Decoupling Multiple Species during Free Energy Calculations

GROMACS version: 2018
GROMACS modification: No

How do i decouple multiple species lets say positive ions and negative ions during free energy calculations ?
For decoupling single species A, you can specify in : “couple-moltype = A”
But what should the parameters be if i want to decouple species A and B ?
I tried “couple-moltype = A B” , but that gave me an error.
I tried “couple-moltype = A " and “couple-moltype = B”, that also gave me an error.
The user manual instruction is not that clear on decoupling multiple species.
" If you want to decouple one of several copies of a molecule, you need to copy and rename the molecule definition in the topology” - Gromacs Manual

The code is not generally designed to handle multiple species being transformed. The only valid input into couple-moltype is a single [moleculetype] from the topology. If you want to transform multiple entities, they must be unified into one [moleculetype] and that name specified for couple-moltype. This may involve a lot of topology hacking, depending on what you’re doing.

This refers to the case in which there are many of one species and you only want to transform one molecule, e.g. the hydration free energy of a water molecule in a box of pure water. You can’t specify SOL as couple-moltype because that applies to everything; you would have to create a duplicate [moleculetype] with identical topology definition but a different name.

Ah I see, Currently I am trying to calculate free energy calcuations of ionic liquid(solute) in ionic liquids(solvent). Now, the solute ionic liquid has cation and anion species which has separate topologies. So the problem now is how do I treat these as a single species ? Can you refer me to any help page or documentation regarding that “topology hacking” you mentioned above.

Yes thats correct, thats how I do it, if it were a single species.

Lastly, thank you so much for responding.

###

PROBLEM 1: Write out the part of the GROMACS thread between "Decoupling Multiple Species during" and "decoupling multiple species.", inclusive.
PROBLEM 2: According to the GROMACS thread, what is the only valid input into couple-moltype?
PROBLEM 3: Extend the GROMACS thread from the point where it ends.
You won't need the records for any of this.

###

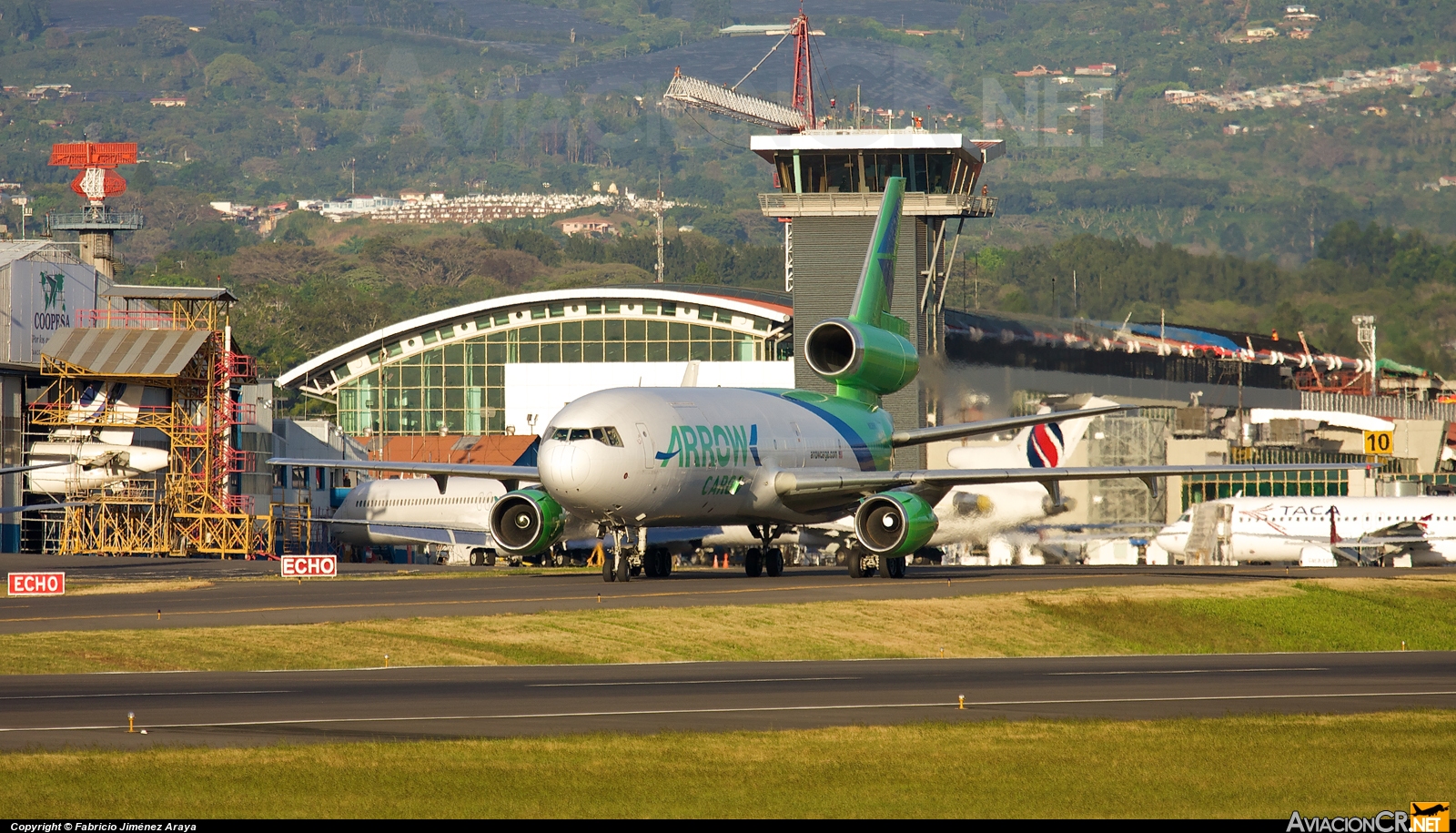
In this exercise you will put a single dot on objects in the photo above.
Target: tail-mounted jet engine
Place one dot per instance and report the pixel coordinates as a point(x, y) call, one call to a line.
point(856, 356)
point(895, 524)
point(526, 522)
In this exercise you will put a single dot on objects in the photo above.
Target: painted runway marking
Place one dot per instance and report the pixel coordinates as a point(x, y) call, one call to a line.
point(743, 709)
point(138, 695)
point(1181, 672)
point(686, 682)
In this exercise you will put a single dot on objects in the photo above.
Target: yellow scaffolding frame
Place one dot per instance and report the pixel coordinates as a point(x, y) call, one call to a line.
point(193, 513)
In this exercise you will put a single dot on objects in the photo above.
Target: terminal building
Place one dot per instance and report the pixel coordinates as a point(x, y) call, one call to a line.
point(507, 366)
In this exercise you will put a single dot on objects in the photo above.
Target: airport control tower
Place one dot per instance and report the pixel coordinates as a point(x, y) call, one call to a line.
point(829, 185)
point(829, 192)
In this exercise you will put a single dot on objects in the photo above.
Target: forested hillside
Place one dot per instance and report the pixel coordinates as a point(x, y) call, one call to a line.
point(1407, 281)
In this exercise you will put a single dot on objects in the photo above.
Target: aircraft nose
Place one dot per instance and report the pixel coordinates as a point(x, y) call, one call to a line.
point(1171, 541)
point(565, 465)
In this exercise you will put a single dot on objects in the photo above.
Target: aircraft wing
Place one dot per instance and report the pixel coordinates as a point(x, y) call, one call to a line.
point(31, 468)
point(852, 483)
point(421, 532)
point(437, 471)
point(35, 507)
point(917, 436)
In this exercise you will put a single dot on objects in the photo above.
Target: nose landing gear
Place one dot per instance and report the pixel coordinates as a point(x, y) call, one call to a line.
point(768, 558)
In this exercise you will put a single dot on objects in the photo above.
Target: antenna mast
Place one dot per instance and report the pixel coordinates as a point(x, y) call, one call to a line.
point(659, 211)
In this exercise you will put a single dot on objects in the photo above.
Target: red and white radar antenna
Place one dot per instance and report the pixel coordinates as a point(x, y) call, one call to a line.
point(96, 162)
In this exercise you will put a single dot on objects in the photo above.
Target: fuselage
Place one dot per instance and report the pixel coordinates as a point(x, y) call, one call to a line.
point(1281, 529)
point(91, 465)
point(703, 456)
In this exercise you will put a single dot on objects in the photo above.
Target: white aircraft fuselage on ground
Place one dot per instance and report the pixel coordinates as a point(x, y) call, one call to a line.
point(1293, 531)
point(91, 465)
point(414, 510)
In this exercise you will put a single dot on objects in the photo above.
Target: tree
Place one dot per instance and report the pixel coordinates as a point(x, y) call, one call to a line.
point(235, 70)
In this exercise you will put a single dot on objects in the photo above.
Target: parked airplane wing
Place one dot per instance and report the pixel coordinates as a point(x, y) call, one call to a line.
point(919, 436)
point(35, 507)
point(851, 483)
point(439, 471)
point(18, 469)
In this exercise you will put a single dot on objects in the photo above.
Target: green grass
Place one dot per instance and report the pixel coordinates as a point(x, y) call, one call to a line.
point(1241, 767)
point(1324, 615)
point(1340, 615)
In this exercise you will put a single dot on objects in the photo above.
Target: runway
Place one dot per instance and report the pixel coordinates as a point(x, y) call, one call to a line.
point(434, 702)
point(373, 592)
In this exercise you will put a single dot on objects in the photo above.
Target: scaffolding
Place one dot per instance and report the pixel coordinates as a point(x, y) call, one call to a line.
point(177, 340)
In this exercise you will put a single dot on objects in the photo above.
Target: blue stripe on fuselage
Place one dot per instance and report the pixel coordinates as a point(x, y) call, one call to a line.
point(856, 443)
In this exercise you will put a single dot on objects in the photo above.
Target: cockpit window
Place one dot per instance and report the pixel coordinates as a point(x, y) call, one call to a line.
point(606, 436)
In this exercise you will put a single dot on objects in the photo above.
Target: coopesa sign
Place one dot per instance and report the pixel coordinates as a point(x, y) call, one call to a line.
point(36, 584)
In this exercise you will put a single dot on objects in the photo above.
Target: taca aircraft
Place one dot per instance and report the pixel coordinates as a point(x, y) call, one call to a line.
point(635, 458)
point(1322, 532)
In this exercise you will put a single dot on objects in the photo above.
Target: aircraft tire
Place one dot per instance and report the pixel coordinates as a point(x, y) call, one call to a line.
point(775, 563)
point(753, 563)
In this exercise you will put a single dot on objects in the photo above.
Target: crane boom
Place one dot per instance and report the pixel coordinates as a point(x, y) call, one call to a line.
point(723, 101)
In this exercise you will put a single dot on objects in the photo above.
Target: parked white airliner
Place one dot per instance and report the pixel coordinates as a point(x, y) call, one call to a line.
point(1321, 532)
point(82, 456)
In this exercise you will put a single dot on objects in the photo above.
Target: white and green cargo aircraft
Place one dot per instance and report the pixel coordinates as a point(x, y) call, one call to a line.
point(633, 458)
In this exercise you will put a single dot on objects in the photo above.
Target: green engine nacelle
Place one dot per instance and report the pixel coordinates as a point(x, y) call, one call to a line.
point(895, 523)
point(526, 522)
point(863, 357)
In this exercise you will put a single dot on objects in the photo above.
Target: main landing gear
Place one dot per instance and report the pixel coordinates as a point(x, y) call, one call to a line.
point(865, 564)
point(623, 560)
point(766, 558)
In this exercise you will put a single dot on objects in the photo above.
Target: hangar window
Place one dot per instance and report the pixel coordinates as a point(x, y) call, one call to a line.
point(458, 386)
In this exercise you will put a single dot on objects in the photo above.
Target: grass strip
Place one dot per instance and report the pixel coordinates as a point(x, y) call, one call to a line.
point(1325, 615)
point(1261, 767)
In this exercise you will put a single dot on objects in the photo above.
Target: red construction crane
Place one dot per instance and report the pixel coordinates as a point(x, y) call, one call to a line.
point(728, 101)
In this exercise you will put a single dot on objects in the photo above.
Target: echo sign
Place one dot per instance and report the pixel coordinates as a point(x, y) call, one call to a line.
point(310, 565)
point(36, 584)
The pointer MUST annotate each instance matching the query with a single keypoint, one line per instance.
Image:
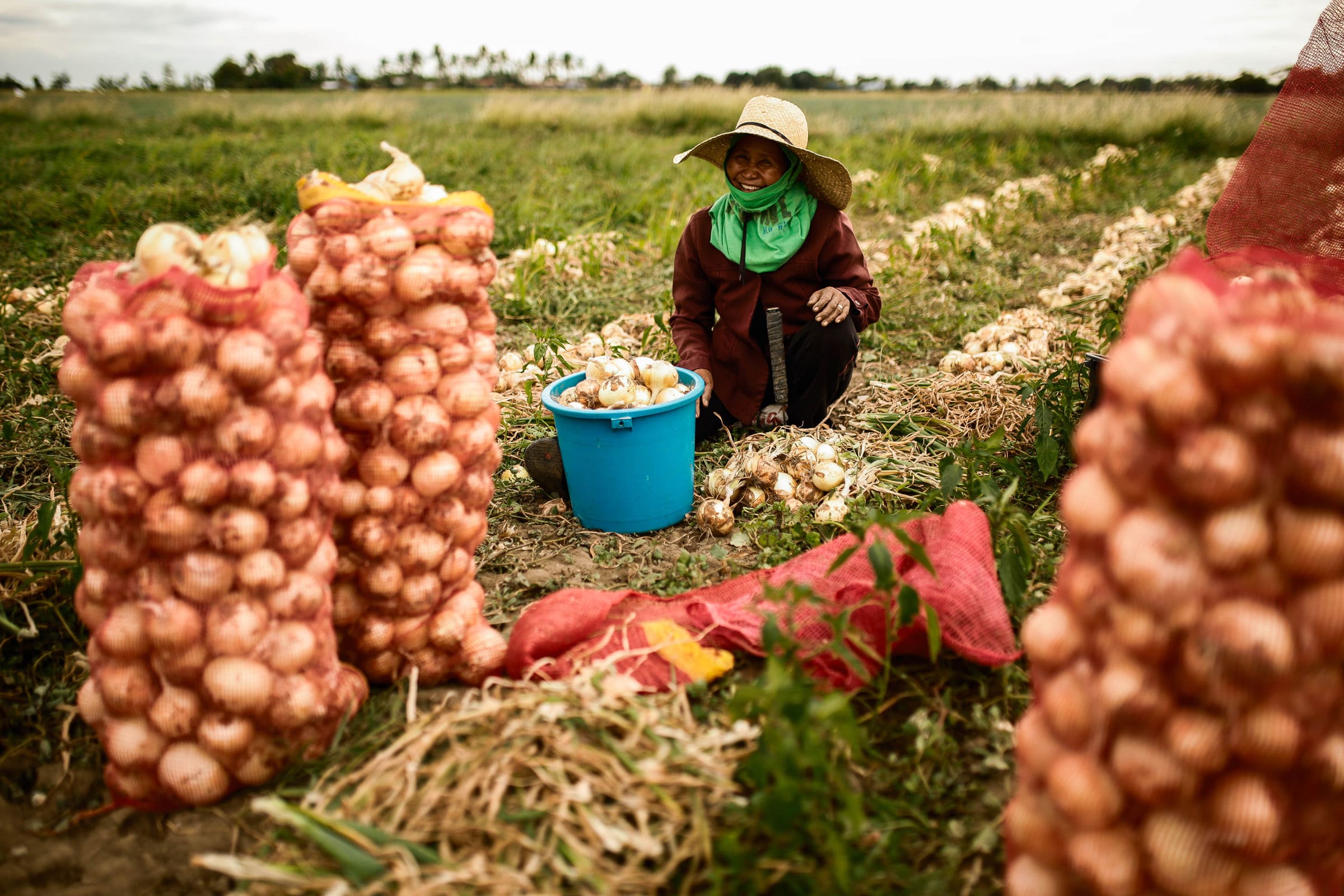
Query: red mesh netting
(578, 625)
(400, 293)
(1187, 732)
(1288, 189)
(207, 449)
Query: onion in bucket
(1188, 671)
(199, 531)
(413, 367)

###

TASK ANSWER 1:
Decoupling Multiple Species during Free Energy Calculations

GROMACS version: 2018
GROMACS modification: No

How do i decouple multiple species lets say positive ions and negative ions during free energy calculations ?
For decoupling single species A, you can specify in : “couple-moltype = A”
But what should the parameters be if i want to decouple species A and B ?
I tried “couple-moltype = A B” , but that gave me an error.
I tried “couple-moltype = A " and “couple-moltype = B”, that also gave me an error.
The user manual instruction is not that clear on decoupling multiple species.

TASK ANSWER 2: A single [moleculetype] from the topology.

TASK ANSWER 3:
There’s no documentation because this isn’t something that’s normally done. But if you have A and B in separate topologies, you have [moleculetype] definitions for each. You need to merge them, which then requires renumbering all of the interactions involving the second species. So rather than having A with 1…NA and B numbered from 1…NB, you will have A+B where B has been added to A and renumbered from (1+NA)…(NA+NB). You must be very careful to renumber appropriately, otherwise the topology will make no sense. There are no GROMACS utilities to do this unless you create .rtp entries and generate a topology with pdb2gmx -merge.

I see. Thanks a lot for your response.

Dear Justin,

I have a similar question: I want to decouple a trimeric coiled coil peptide, the topology for which was prepared with CHARMM-GUI. It is represented as 3 different instances in the topology and manually rewriting the numbers would take a couple of days or even more. I am trying to understand whether a subsequent decoupling of each of the three helices could be a correct approach? The system is a protein with restrained z-axis at the interface of a membrane and water.

Thank you!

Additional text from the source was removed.